**WHAT IS REQUIRED:**
Retype the rows below exactly as they appear, from the line with "Put a dot on the grass" to the line with "<point>22,163</point>", including both of those lines.

»»

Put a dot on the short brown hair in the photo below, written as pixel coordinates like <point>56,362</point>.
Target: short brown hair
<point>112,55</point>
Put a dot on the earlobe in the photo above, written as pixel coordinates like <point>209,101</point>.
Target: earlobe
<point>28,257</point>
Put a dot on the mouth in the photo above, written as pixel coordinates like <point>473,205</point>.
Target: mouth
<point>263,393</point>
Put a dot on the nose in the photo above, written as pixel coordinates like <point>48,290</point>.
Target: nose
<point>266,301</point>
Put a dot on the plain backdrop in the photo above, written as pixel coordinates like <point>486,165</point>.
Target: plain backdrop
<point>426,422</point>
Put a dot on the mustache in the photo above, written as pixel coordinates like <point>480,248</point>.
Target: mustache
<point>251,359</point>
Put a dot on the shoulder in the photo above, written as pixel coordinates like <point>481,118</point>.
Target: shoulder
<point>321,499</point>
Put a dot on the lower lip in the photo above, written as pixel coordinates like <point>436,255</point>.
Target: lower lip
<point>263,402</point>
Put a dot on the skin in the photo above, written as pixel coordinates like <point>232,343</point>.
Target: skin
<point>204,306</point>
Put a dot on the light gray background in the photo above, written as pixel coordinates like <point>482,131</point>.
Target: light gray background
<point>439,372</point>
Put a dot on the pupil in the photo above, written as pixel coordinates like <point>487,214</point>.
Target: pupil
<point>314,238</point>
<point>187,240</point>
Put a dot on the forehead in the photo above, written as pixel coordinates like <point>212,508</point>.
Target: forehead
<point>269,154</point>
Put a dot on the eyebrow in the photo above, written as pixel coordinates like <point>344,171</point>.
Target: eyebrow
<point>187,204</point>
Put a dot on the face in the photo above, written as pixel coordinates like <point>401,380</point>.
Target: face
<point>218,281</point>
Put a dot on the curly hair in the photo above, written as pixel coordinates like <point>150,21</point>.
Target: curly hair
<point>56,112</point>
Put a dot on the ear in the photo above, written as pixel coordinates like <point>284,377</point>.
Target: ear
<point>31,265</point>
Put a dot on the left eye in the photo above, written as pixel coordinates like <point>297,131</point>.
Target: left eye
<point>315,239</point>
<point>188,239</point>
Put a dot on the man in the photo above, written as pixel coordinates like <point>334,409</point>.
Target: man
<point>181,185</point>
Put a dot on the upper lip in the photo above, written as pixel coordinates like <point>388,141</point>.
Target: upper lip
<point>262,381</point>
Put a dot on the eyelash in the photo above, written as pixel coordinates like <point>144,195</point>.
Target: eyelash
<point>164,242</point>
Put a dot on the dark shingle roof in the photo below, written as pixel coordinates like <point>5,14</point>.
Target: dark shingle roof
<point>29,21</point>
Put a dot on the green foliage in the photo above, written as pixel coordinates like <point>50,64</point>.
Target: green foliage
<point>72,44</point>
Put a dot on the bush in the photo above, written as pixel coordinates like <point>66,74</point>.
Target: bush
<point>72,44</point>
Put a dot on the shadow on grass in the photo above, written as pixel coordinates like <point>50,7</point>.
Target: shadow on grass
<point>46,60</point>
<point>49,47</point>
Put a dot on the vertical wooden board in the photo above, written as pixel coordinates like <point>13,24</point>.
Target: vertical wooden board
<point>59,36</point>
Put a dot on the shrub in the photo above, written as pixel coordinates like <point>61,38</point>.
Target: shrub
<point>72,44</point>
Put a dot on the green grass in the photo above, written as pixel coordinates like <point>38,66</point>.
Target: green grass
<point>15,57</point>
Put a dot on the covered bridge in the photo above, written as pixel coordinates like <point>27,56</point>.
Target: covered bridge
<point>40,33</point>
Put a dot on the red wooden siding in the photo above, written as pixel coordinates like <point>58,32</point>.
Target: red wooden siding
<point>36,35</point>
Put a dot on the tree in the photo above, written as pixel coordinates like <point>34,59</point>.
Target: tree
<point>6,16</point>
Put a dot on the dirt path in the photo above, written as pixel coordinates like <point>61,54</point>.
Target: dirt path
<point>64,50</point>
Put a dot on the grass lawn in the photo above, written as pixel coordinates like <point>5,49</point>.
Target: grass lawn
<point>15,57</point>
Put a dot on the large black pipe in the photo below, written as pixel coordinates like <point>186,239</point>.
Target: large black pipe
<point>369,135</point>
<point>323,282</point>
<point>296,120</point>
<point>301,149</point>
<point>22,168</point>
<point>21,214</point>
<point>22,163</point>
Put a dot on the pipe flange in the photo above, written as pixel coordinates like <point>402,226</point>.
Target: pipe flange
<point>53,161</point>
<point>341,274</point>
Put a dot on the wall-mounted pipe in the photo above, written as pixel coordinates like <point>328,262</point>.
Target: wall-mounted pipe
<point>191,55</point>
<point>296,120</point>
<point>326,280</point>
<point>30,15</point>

««

**ANSWER IN FULL:**
Put a dot on the grass lawn in the photo above, written as pixel coordinates like <point>5,49</point>.
Target: grass lawn
<point>15,57</point>
Put a dot on the large black pipe in the photo below, written as pixel coordinates like <point>186,239</point>.
Target: large black pipe
<point>369,135</point>
<point>323,282</point>
<point>296,120</point>
<point>301,149</point>
<point>22,168</point>
<point>21,214</point>
<point>22,163</point>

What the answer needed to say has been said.